Word for word, transcribe the lines below and drop the pictures.

(Pointing records)
★ ★ ★

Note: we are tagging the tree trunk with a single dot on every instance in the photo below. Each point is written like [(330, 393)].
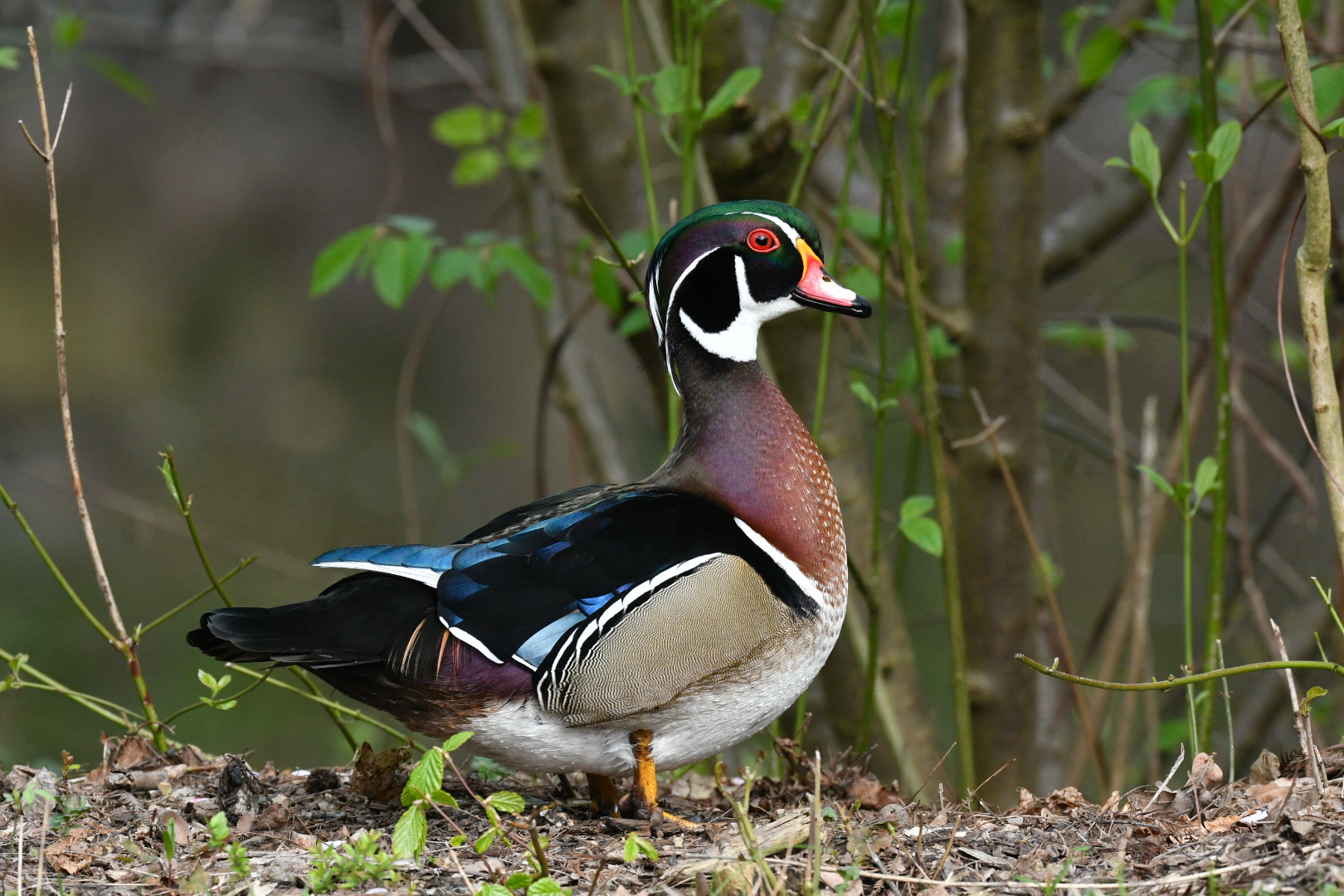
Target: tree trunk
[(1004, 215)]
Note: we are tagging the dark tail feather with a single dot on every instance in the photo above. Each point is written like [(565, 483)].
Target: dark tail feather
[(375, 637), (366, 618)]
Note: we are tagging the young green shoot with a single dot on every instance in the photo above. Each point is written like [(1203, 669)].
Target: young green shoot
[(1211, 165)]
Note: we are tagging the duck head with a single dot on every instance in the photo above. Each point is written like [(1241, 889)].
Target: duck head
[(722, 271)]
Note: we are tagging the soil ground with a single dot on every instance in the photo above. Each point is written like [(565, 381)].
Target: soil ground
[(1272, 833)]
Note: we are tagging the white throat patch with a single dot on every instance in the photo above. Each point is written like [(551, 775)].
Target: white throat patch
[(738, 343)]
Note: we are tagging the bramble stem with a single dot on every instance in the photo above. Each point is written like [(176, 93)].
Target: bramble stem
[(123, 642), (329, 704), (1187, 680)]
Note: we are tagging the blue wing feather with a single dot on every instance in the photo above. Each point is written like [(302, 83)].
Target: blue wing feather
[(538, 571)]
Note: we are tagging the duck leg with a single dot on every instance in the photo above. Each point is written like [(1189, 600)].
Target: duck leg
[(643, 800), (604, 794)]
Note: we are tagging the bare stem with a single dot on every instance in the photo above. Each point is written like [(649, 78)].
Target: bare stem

★ ★ ★

■ SOLUTION:
Note: we are tagging the tree trunk with a single dot on every instance in the photo below. Each point is written like [(330, 393)].
Target: tree trunk
[(1004, 215)]
Note: we are tagging the dark tail feather with a single dot on every instance in the photo above. Each point is written like [(565, 483)].
Target: dark tail feather
[(375, 637), (366, 618)]
Note: we are tagging the young green shoot with a single dot on every instance in the photo above. Each point is written like [(1203, 669)].
Target: young green shoot
[(1211, 165)]
Note: we are tagging the duck head with a single dot on every instance in the photo above. Each point is written like [(1241, 889)].
Target: duck head
[(722, 271)]
Note: we are tagging the soil ground with a single dot on every instance in the photo above. Each point is written like [(565, 381)].
Target: soil ground
[(1272, 833)]
Note: we are tagging the white throat patch with a single dot on every instance in the photo above. Each point is written like [(551, 775)].
Target: white throat patch
[(738, 343)]
Note: we are tagging the bramble stem with a single dot on every instance in the photo above. Each point is written like [(176, 93)].
Target: bramble stem
[(123, 642), (329, 704), (1187, 680)]
Note: we are tagging the blue wing feather with a single dot on every instance in the photo above. Each point is written like [(302, 83)].
Target: blue wing feather
[(538, 571)]
Note: we are tagging the duck leg with a single dot on every instance in the photo above. Each point is written like [(1189, 600)].
Target: duck leg
[(643, 800), (604, 794)]
Note: we are tagging the bare stem with a single dot on every instance in the photo above. Each point is written like [(649, 78)].
Target: bare stem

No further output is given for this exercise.